# Task objective
Pick out every line of the records that contains the string "tower" and copy each such line.

::::

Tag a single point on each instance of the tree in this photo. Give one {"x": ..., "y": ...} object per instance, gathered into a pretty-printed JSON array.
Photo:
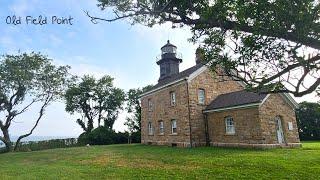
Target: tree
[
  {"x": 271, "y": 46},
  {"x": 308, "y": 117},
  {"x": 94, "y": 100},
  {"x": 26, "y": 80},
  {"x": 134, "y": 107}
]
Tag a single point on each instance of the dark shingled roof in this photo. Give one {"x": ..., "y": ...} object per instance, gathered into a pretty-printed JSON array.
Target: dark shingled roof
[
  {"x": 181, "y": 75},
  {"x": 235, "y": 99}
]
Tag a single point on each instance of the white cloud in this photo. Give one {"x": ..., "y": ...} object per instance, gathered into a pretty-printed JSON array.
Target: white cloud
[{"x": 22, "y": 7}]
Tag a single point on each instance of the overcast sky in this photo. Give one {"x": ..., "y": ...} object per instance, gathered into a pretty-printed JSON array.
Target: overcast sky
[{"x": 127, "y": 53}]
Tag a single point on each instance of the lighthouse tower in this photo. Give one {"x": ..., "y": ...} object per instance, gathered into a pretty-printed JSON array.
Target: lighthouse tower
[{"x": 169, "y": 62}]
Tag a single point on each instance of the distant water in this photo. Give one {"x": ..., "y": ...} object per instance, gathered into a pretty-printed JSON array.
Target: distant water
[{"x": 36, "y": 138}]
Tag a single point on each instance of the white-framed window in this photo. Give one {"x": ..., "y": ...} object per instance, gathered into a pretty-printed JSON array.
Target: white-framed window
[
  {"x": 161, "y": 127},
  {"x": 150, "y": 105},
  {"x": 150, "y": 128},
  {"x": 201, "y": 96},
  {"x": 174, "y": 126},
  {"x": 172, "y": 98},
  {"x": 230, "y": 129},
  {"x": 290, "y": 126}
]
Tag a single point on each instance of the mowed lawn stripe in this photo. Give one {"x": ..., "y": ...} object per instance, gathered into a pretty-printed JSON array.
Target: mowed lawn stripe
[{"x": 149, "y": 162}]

::::

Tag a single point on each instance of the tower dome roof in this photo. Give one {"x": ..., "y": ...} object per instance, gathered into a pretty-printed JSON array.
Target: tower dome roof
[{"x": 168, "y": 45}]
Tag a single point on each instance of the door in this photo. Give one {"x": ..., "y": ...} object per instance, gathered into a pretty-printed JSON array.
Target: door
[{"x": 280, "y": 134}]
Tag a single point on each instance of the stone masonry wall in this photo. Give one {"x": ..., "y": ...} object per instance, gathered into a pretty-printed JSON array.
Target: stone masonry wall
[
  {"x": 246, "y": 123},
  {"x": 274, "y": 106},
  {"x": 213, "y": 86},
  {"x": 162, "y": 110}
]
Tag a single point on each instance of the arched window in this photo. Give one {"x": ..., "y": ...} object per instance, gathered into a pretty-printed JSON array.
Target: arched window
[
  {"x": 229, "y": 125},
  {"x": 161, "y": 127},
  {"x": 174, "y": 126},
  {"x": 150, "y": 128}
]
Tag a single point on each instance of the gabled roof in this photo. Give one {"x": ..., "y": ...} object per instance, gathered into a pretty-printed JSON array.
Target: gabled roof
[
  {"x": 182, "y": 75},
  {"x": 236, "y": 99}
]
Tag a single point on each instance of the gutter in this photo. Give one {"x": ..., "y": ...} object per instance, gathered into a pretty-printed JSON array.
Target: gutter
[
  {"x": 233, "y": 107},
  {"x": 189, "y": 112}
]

::::

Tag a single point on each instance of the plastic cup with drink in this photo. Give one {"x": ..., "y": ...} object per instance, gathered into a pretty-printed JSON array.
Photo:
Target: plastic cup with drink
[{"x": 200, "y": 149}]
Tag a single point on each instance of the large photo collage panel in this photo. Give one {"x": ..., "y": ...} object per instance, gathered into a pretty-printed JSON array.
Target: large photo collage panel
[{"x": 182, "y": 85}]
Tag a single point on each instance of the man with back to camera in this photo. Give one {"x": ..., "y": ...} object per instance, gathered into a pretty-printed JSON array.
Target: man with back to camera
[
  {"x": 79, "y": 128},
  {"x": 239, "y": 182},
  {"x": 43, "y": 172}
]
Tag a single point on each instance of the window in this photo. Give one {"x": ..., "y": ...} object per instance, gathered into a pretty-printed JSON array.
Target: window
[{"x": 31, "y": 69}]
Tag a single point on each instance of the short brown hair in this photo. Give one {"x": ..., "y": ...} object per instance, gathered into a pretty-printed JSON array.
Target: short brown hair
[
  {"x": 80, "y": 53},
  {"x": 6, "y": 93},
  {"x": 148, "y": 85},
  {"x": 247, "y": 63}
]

::::

# Solution to the problem
Tag a single point on each instance of the lighthouse tower in this photo. Give one {"x": ..., "y": ...} object per instance, gathered into a pretty-printed JSON array.
Target: lighthouse tower
Tag a single point on each instance of the tower dome roof in this photo. Give one {"x": ..., "y": ...} object per instance, gathered into a pretty-printed JSON array.
Target: tower dome roof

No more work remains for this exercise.